Extend the article on Moon Lovers: Scarlet Heart Ryeo, picking up after its last sentence.

> Given passage:
┄┄┄┄┄┄┄┄┄┄

Moon Lovers: Scarlet Heart Ryeo () is a South Korean television series based on the Chinese novel Bu Bu Jing Xin. It aired from August 29 to November 1, 2016, on SBS, every Monday and Tuesday at 22:00 (KST), for 20 episodes.

The series recorded an average nationwide rating of 7.6% for Nielsen Korea and 7.3% for TNMS, and was considered a failure for its performance below expectations. The drama has reportedly been sold for more than $400,000 per episode to the Chinese broadcasting station Youku, totaling over $8 million and thus became the most expensive Korean drama ever sold at the time. The record was beaten a few months later by Man to Man.

Synopsis
During a total solar eclipse, a 25-year-old 21st-century woman, Go Ha-jin (Lee Ji-eun), is transported back in time, to the Goryeo Dynasty.

She wakes up in the year of 941, in the body of Hae Soo, among the many princes of the ruling Wang family, during the reign of King Taejo.

She initially falls in love with the gentle and warm-hearted 8th Prince Wang Wook (Kang Ha-neul), but later develops a relationship with Wang So (Lee Joon-gi), the fearsome 4th Prince, who hides his face behind a mask and is given the derogatory label of "wolf-dog".

As the story develops, Hae Soo finds herself unwittingly caught up in the palace politics and the rivalry among the princes, as they fight for the throne.

Cast

Main
 Lee Joon-gi as 4th Prince Wang So
 Hong Dong-young as young Wang So
Initially known as the cruel and aloof one among the princes, he is both feared and misunderstood by those around him. He begins to change because of Hae Soo, who quickly realizes that his coldness was a front to hide his pain. 
 Lee Ji-eun as Go Ha-jin / Hae Soo
A girl with a painful life, who travels back in time. She is an optimistic girl and can't stand injustice. She becomes the first one to understand Wang So's pain and decides to help him. She cares deeply for her loved ones. She initially develops feelings for the 8th Prince, but later falls for the 4th Prince.

┄┄┄┄┄┄┄┄┄┄

> Dataset section:
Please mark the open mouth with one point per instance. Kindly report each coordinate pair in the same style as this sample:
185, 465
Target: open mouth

┄┄┄┄┄┄┄┄┄┄

> Answer for the task:
 Kang Ha-neul as 8th Prince Wang Wook
A good man who deeply cares for the people around him. His kind charms make Hae Soo fall for him. However, his position place him as a rival for both of love and throne to Wang So.

Supporting

Princes
 Kim San-ho as Crown Prince Wang Mu
The oldest prince.
 Hong Jong-hyun as 3rd Prince Wang Yo
The clever and ambitious older brother of Wang So who has his eyes on the throne.
 Yoon Sun-woo as 9th Prince Wang Won
A conceited, proud, and narcissistic royal who aids Yo and Wook in their pursuit for the throne.
 Byun Baek-hyun as 10th Prince Wang Eun
A mischievous and playful royal with a lively but annoyingly childish personality who becomes Hae Soo's first friend in Goryeo.  
 Nam Joo-hyuk as 13th Prince Wang Baek-ah
One of Hae Soo's friends and a romantic playboy is known for his refined and aristocratic manners. He is very good-looking and has a deep love for music and arts.
 Ji Soo as 14th Prince Wang Jung
The youngest Prince who has a crush on Hae Soo and befriends her, also stays by her side until she dies. As per her last wish, Wang Jung then raises Hae Soo and Wang So's daughter.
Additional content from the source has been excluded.